List each line of the material below that contains the word "tennis", copying every such line in full.

Provided material:
○ ○ ○ ○ ○ ○ ○
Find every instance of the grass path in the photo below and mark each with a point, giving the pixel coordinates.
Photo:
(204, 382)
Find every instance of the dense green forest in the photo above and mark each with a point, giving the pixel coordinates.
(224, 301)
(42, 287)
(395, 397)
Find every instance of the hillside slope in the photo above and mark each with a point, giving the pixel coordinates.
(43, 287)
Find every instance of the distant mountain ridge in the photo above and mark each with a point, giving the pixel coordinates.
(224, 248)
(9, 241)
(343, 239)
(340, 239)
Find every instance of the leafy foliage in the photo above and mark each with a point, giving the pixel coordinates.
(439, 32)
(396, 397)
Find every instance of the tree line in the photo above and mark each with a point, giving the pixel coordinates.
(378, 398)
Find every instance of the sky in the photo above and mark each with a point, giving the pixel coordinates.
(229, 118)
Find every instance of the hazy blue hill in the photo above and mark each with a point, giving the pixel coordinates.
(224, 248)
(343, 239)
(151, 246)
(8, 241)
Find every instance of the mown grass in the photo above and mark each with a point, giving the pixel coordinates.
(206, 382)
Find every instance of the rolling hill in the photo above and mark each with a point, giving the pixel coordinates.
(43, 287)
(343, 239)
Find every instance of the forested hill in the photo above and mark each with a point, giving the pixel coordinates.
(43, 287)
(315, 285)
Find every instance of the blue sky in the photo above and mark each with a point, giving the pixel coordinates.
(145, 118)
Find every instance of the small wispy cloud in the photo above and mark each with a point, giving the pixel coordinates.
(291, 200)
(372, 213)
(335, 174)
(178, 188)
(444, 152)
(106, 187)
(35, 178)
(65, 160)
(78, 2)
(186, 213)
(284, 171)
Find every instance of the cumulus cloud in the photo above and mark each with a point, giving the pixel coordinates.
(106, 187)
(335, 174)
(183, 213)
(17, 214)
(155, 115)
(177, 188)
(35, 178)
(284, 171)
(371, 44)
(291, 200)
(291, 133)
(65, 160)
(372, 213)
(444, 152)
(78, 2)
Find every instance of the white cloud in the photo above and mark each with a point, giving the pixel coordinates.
○ ○ ○ ○ ○ ○ ○
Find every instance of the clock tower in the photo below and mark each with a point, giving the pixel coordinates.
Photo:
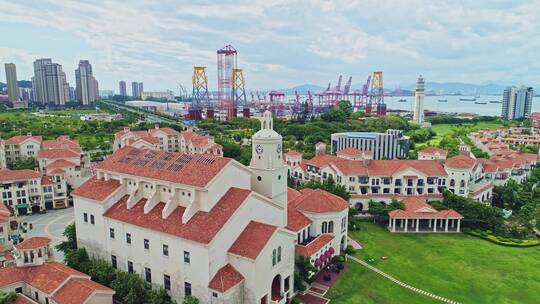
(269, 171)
○ ○ ○ ○ ○ ○ ○
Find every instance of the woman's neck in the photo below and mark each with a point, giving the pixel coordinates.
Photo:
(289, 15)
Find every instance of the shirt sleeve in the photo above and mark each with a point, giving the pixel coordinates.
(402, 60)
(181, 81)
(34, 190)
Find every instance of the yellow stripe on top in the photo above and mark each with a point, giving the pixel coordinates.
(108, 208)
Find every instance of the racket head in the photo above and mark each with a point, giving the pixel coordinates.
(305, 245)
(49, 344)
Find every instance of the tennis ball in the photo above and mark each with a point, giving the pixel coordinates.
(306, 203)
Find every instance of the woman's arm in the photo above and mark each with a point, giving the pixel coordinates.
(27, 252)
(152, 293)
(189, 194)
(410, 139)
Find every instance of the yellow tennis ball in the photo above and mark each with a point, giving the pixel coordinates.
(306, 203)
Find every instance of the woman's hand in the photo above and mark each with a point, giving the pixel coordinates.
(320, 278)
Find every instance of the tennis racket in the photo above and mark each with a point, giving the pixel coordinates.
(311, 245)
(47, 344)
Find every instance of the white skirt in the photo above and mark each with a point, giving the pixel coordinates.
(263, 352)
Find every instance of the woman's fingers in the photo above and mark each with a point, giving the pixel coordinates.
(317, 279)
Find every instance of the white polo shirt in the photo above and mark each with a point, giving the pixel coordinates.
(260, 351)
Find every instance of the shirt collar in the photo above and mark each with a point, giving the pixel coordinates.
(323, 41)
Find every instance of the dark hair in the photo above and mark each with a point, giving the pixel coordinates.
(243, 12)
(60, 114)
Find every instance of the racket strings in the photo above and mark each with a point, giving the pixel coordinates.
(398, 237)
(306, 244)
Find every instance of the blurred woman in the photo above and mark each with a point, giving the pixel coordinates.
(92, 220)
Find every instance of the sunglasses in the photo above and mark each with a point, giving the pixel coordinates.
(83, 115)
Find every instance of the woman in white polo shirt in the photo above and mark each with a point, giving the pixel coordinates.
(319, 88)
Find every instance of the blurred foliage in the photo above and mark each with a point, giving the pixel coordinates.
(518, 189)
○ ○ ○ ○ ○ ○ ○
Answer to this problem:
Find every instance of the tennis ball in the photo above and mark each with a point, giving the pixel coordinates.
Find every instance of the yellow tennis ball in the photo above and mark each with a point, giving the pixel coordinates.
Find every instance of the tennis racket in the photo above and mark each with a point, giving the pixel coordinates.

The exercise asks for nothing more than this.